**Problems to work on**
A – In the court opinion on the corporation's interest deductions, reproduce the passage between "Upon the whole" and "interest expense related.", inclusive.
B – Carry the court opinion on the corporation's interest deductions forward from its final sentence.

It is also of interest to note the treatment accorded the obligation of the note and especially the interest obligation by O. H. Kruse and also by the corporation. In 1950 the corporation accrued $9,000 interest on this note obligation and took a deduction therefor although the note by its terms did not provide for any interest until January 1, 1951. Hobson, who either kept the books or supervised the bookkeeping, and who made out the corporation's return merely stated this was a mistake: "When the 1950 return was reviewed, that error was corrected." Hobson also said he made out Kruse's 1950 income tax return but for some reason neither the original nor copy of this return was made available so we do not know how O. H. Kruse treated the $9,000 interest item in that return. We do know that in 1951 the corporation accrued $12,000 interest on the note and took deduction therefor on the return prepared by Hobson, and O. H. Kruse in his return for that year reported the receipt of no interest. Hobson testified he made out Kruse's return and this was another "mistake". His name does not appear on this return as the person who prepared it. Again in 1952 the corporation accrued $12,000 interest on the note and took deduction therefor in the 1952 return made out by Hobson. In O. H. Kruse's return for that year he only reported receipt of $6,000 interest on the note. Again Hobson states this was a mistake. This return bears Hobson's signature as the person who prepared it but underneath there is typed: "Prepared from data submitted by taxpayer." In the 1953 return of the corporation and O. H. Kruse, both prepared by Hobson, there is the deduction of $12,000 interest on the corporation return and the report of receipt of $12,000 interest on the O. H. Kruse return.
There is some question as to the sufficiency of the book entries to show interest accruals but we will assume Hobson, the certified public accountant, was at least correct, since 1951, in showing the interest accruals. It is no explanation for Kruse's and the corporation's accountant merely to say there were "mistakes" in the books and corporation income tax return for 1950, and in Kruse's income tax returns for the years 1950, 1951 and 1952. All of these so-called mistakes relate directly to the alleged interest obligation which was the subject of deduction by the corporation in the years in question. It is obvious the treatment of the interest obligation in these early years must be termed a mistake if petitioner is to argue the note presents an unconditional and legally enforceable obligation for the payment of $200,000. But this treatment of the interest obligation, standing unexplained by O. H. Kruse, is some evidence that casts doubt as to there being an intention to issue a legally enforceable obligation. There are other bits of evidence that also cast doubt upon there being an intention to create a real debt when O. H. Kruse caused the corporation he controlled to issue the note to him. The note was unsecured. Although the corporation paid its obligations, other than this note, promptly, it made no payment on the principal on this note until November 1955, which was after the issue as to whether this was a true corporate obligation had been raised by the revenue agent.
Upon the whole record we hold petitioner failed to sustain its burden of proving the existence of an indebtedness to which the interest expense related.

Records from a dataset
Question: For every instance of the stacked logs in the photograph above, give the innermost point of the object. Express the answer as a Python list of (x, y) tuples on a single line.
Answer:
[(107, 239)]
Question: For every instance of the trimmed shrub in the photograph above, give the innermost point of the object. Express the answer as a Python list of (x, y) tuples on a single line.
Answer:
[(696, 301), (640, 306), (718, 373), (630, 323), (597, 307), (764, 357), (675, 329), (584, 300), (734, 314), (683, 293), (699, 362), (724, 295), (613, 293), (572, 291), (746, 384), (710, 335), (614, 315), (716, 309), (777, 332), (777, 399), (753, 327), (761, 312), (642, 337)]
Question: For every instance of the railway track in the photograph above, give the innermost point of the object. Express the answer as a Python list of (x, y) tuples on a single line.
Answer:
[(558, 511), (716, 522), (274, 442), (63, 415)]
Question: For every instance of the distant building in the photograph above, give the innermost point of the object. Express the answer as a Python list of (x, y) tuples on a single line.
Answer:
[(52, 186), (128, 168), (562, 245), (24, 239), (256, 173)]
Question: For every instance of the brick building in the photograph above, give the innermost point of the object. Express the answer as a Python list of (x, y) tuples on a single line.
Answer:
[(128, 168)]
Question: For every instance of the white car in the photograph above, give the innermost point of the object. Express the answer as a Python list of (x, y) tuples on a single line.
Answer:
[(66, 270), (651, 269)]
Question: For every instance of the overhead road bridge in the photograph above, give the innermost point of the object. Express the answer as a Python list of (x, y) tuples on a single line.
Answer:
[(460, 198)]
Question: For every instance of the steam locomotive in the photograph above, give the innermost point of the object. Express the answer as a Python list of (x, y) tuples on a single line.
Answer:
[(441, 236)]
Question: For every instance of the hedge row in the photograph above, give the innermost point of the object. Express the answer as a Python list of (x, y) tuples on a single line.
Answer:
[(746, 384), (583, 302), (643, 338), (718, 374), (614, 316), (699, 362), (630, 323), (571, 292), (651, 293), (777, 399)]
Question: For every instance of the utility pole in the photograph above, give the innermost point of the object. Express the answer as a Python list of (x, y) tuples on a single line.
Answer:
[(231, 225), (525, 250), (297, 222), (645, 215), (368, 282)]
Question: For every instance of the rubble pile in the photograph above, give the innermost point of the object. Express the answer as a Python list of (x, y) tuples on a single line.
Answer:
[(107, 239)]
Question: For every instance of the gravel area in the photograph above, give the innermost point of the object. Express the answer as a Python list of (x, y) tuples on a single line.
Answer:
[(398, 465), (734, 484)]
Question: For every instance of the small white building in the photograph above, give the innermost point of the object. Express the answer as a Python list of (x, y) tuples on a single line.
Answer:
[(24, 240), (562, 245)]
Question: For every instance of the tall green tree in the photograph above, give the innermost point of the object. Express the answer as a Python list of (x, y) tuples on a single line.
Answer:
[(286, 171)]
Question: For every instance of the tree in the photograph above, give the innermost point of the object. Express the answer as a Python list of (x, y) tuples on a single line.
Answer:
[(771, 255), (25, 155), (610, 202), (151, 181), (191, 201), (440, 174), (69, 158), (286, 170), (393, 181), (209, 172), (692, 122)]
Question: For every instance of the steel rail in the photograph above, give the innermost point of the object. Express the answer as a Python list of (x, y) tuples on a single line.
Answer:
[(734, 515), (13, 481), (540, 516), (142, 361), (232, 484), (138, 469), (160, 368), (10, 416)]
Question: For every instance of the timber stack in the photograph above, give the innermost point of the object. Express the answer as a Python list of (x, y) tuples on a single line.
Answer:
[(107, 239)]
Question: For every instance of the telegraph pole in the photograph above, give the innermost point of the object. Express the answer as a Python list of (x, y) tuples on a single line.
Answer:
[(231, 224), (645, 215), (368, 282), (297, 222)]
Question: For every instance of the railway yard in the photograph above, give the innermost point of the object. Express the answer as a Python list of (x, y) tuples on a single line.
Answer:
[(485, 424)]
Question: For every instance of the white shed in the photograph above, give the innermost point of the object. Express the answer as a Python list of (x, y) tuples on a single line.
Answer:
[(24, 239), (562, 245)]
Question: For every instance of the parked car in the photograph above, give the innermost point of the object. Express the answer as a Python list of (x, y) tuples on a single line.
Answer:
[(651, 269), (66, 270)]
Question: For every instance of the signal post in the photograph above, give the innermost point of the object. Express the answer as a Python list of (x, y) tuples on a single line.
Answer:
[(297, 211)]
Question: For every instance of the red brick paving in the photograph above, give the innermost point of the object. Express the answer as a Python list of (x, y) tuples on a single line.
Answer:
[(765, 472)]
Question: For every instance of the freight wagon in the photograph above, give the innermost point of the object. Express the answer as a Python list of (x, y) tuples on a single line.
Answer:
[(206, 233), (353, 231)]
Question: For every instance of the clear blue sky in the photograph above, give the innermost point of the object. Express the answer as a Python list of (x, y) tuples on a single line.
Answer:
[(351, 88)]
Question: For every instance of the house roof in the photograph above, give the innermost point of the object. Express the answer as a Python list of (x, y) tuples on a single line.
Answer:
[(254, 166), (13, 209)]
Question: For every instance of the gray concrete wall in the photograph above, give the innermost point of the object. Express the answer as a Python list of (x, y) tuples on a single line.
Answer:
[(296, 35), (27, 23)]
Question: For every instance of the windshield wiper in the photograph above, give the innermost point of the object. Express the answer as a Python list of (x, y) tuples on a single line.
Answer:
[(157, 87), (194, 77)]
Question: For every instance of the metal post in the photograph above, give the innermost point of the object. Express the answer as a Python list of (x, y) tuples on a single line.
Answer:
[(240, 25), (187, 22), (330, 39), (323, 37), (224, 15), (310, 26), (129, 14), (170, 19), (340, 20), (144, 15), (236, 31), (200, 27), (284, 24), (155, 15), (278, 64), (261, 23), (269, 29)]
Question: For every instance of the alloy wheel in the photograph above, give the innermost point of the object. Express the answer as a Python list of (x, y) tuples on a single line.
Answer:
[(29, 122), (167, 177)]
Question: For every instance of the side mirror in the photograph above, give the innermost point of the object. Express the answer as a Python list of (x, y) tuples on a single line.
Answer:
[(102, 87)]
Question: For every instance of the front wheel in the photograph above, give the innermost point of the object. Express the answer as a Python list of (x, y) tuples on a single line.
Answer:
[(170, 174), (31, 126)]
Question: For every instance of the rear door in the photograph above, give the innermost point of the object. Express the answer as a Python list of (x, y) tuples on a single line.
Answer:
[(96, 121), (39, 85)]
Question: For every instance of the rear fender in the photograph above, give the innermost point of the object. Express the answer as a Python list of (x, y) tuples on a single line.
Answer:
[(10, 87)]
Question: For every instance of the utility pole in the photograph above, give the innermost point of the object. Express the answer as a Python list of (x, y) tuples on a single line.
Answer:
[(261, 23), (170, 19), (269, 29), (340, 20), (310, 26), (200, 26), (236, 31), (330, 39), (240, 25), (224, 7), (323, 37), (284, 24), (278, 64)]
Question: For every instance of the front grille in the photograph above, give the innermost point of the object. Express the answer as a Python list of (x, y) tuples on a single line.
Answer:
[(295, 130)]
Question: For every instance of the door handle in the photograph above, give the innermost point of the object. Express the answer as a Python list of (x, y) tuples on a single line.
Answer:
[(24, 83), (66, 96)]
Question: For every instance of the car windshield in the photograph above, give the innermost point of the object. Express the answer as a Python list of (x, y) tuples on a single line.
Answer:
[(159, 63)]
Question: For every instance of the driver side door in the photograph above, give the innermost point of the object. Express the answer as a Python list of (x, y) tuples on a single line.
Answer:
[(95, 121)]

**Expected outputs**
A –
Upon the whole record we hold petitioner failed to sustain its burden of proving the existence of an indebtedness to which the interest expense related.

B –
Respondent makes an alternative argument with respect to the interest deductions for 1952 and 1953 to the effect that the corporation is barred by section 24(c) from deducting interest it accrued which was not actually paid to or includible in the gross income of O. H. Kruse within the taxable year that the deduction was taken or 2 1/2 months following the close thereof. Because of our holding that the interest deductions were properly disallowed because no genuine indebtedness existed, we need not consider this portion of respondent's argument. But respondent makes a similar argument based on his determination with respect to $12,000 rental deduction petitioner took in 1952 and the $12,000 rental deduction petitioner took in 1953, which deduction respondent also disallowed.
The minutes of the corporation show the rental by the corporation, on a year to year basis, of all of the real property it occupied, which was owned by O. H. Kruse, consisting of two mills and a small house used for an office at a rental of $1,000 a month. No question is raised as to the amount of the rental being reasonable and the corporation accrued the $1,000 rental item each month. The rent of $12,000 for 1952 was not actually paid in that year to O. H. Kruse nor was it paid to him within 2 1/2 months thereafter. The books of the corporation show the issuance of a check to O. H. Kruse dated December 15, 1953 in the sum of $12,000 which Hobson identifies as being for rent. Respondent does not seem to question this evidence as being sufficient to establish petitioner's payment of the $12,000 rent deducted in its 1953 return. The question is whether the evidence is sufficient to show constructive receipt by O. H. Kruse of as much rent as the corporation deducted for the year 1952.
Petitioner argues the $12,000 yearly rental during the years involved was "constructively received" by O. H. Kruse - that under the doctrine of constructive receipt the $12,000 rental was includible in the gross income of O. H. Kruse. The record shows that O. H. Kruse did include the $12,000 rental as income in his return for all of the years, including the years in question. In his return for 1951 O. H. Kruse reported $21,000 rental income from the corporation for this property which Hobson explains as another one of his "mistakes."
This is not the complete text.